== TASKS ==
[A] Give the title of each of the six issues of The Body, as named in the post about James Bond comics.
[B] Write out the part of the James Bond comics post that starts with "The Body #6" and goes on through "Reflections of Death.)", word for word.
[C] Pick up the post about James Bond comics after its last sentence and keep writing it.

If you read last week’s post, you know I’ve been looking back at the James Bond comics published by Dynamite in these last few years.
By securing some of the industry’s top talent, this publisher has been able to churn out a fair amount of cool one-shots and mini-series without devaluing the brand too much. Among my favorites were Ibrahim Moustafa’s darkly comedic Solstice and Ales Kot’s typically conceptual The Body. Powerfully drawn by a host of angular artists (Luca Casalanguida, Antonio Fuso, Rapha Lobosco, Eoin Marron, Hayden Sherman), the latter six-issue series was a quasi-anthology of loosely connected Bond stories delving into different aspects of the character, titled ‘The Body,’ ‘The Brain,’ ‘The Gut,’ ‘The Heart,’ ‘The Lungs,’ and ‘The Burial’ (each of them both literal and metaphoric terms, of course). I’m usually annoyed by Kot’s keenness to show off his cleverness and I think 007 – much like the Punisher – is one of those characters that generally works best the less seriously you psychoanalyze him, but here, as a one-off project deconstructing Bond, the result was pretty satisfying!
The Body #6
Bond’s world and cast have become more developed as well. For instance, second-string CIA agent Felix Leiter got his own moody spinoff – written by James Robinson and illustrated by Aaron Campbell, with beautiful colors by Salvatore Aiala – which guest-starred one of my favorite supporting characters, ‘Tiger’ Tanaka, the over-the-top Japanese version of James Bond (from You Only Live Twice). I also quite enjoyed Greg Pak’s run on James Bond 007, a nifty spin on Goldfinger that, among other things, introduced a fun, revamped take on the Korean Oddjob – one that actually provided some respectful characterization for what used to be little more than a racialized henchman with a goofy gimmick. (Pak then wrote a brief sequel in Reflections of Death.)
Felix Leiter #5
Not all projects tied directly into this new continuity. There was a 12-part James Bond Origin series set in World War II, but not even Jeff Parker – whose writing I usually adore – could get me to care about a James Bond Bildungsroman… If you really want to see Parker do his magic with a super-spy series, then you’ll have a much better time with his current Valiant ongoing Ninjak, which on top of everything else benefits from Javier Pulido’s incredibly neat artwork:
Ninjak (v4) #1
(Yep, that’s Ninjak saving a version of Jamal Khashoggi, because comics.)

== PROVIDED MATERIAL ==
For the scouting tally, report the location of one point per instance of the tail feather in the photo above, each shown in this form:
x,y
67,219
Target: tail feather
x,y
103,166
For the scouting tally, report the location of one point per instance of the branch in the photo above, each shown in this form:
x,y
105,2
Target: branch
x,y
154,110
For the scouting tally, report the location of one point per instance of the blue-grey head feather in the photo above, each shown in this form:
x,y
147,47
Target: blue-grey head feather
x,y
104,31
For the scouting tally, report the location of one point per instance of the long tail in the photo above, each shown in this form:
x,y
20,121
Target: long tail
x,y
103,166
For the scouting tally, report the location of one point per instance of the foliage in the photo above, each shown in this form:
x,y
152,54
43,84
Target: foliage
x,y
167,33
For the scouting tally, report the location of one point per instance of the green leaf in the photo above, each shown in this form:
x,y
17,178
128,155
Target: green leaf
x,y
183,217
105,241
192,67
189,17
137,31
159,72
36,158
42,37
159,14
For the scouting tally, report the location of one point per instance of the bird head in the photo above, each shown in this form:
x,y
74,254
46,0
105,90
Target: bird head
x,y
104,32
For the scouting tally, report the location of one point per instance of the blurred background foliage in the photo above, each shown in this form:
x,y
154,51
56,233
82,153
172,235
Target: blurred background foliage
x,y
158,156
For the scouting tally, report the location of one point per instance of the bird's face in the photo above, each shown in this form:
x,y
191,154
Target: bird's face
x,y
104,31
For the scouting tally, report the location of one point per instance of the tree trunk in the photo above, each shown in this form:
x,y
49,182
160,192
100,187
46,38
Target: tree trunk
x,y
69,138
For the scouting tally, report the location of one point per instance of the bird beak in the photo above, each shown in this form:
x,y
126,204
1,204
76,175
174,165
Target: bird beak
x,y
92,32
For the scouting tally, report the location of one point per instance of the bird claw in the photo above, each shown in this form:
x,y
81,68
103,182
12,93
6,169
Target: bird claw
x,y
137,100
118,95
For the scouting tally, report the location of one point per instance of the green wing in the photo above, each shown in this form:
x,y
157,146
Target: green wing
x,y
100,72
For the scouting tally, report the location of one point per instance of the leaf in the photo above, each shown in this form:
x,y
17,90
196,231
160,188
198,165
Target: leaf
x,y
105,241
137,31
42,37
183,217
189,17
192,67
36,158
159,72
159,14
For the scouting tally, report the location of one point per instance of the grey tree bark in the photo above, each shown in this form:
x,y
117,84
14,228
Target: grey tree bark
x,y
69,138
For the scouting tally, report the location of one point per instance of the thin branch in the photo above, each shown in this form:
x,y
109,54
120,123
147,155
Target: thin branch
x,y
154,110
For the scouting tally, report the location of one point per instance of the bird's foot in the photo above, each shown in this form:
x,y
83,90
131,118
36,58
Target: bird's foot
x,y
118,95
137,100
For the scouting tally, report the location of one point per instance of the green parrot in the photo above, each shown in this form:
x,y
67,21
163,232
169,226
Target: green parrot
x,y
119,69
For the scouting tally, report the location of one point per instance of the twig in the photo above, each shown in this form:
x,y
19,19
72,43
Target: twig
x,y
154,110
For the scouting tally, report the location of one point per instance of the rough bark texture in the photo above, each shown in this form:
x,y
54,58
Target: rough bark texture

== THE RESULTS ==
[A]
- The Body
- The Brain
- The Gut
- The Heart
- The Lungs
- The Burial

[B]
The Body #6
Bond’s world and cast have become more developed as well. For instance, second-string CIA agent Felix Leiter got his own moody spinoff – written by James Robinson and illustrated by Aaron Campbell, with beautiful colors by Salvatore Aiala – which guest-starred one of my favorite supporting characters, ‘Tiger’ Tanaka, the over-the-top Japanese version of James Bond (from You Only Live Twice). I also quite enjoyed Greg Pak’s run on James Bond 007, a nifty spin on Goldfinger that, among other things, introduced a fun, revamped take on the Korean Oddjob – one that actually provided some respectful characterization for what used to be little more than a racialized henchman with a goofy gimmick. (Pak then wrote a brief sequel in Reflections of Death.)

[C]
Meanwhile, back at Dynamite, Van Jensen has been faithfully adapting Ian Fleming’s original novels to comics…
(Thank you for the gorgeous painted covers, Fay Dalton!)
This comic book version of Casino Royale, stylishly illustrated by Dennis Calero, is almost as strong as Darwyn Cooke’s adaptations of the Parker books, likewise capturing the original’s hardboiled flavor while using visual language to represent the protagonist’s cold professionalism. Just like in the awesome 2006 film adaptation everything about Daniel Craig’s performance – from the way he moves and fights to the way he smirks and bluffs – conveys how much of a blunt instrument Bond is, so do the creators here use comics’ potential to economically capture the character’s hyper-focused psychology… not to mention Ian Fleming’s infatuation with tiny descriptive details:
Casino Royale
(As you can see, letterer Simon Bowland is in top form as well.)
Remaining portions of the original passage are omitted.